Brief:
Every line that holds the word "metal" needs to be copied from the data below.

****************************************

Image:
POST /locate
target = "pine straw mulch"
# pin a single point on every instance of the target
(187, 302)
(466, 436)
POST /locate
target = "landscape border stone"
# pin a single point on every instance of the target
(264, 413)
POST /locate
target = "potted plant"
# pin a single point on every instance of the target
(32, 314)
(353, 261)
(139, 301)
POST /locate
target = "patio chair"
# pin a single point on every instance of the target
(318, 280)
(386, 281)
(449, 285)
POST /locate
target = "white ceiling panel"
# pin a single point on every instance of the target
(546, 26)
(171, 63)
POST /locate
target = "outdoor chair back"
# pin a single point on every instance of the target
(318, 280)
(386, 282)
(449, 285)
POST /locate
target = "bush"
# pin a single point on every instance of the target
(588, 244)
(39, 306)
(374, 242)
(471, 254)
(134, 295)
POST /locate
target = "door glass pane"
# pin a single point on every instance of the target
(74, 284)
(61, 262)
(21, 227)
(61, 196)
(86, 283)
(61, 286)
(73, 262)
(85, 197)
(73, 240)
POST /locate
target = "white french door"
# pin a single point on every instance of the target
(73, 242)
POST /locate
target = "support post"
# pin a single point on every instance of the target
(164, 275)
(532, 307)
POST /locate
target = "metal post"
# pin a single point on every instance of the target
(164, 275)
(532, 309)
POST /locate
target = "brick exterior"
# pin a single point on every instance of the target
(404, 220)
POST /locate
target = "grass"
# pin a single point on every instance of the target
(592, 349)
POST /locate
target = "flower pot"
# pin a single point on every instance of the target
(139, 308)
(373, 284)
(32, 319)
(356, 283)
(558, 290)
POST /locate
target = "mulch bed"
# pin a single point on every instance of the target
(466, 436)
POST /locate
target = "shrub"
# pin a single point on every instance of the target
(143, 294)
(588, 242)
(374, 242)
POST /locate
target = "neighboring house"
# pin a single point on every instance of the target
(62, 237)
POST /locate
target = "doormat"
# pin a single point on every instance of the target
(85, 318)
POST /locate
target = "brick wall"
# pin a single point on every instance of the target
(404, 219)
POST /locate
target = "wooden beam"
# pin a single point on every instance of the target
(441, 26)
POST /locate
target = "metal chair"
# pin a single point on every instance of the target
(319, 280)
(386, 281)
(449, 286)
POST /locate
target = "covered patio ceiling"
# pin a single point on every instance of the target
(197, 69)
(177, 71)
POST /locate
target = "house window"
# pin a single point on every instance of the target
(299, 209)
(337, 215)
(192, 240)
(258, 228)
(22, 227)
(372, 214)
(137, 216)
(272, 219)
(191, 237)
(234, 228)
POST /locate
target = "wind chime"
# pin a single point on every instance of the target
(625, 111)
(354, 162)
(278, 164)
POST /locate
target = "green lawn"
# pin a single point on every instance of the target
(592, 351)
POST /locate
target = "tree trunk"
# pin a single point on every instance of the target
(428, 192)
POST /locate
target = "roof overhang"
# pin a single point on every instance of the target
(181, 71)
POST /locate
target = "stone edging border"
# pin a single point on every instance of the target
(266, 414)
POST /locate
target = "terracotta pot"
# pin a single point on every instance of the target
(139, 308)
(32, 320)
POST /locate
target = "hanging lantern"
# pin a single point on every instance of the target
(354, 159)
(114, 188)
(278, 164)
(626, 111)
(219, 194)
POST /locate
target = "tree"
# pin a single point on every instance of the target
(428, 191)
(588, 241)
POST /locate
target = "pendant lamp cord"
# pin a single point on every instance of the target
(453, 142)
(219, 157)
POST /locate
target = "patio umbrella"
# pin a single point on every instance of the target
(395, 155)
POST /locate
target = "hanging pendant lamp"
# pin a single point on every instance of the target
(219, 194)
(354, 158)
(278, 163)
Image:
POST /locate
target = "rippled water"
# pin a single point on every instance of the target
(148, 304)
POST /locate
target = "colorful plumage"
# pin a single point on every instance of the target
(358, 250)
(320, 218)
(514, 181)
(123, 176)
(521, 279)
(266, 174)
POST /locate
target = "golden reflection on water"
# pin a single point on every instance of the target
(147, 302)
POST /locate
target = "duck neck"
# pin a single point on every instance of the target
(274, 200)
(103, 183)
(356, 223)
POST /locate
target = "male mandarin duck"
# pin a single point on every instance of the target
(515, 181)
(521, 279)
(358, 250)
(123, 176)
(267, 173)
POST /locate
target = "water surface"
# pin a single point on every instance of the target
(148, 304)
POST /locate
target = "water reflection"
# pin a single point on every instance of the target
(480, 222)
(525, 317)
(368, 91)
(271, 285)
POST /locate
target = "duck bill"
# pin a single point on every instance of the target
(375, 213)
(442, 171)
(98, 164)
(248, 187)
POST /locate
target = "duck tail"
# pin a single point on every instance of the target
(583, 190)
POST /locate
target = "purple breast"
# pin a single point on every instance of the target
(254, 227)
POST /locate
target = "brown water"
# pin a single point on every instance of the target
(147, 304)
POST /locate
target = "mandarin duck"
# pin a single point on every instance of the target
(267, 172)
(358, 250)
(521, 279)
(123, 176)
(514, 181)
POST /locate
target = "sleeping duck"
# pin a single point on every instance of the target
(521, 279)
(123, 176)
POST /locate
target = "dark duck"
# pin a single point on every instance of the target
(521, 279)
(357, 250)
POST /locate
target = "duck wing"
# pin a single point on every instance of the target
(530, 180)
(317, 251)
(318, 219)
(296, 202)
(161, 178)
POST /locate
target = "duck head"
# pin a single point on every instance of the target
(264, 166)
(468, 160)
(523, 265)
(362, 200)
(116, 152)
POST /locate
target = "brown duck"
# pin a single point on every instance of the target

****************************************

Written response:
target = "metal post"
target = "metal chair"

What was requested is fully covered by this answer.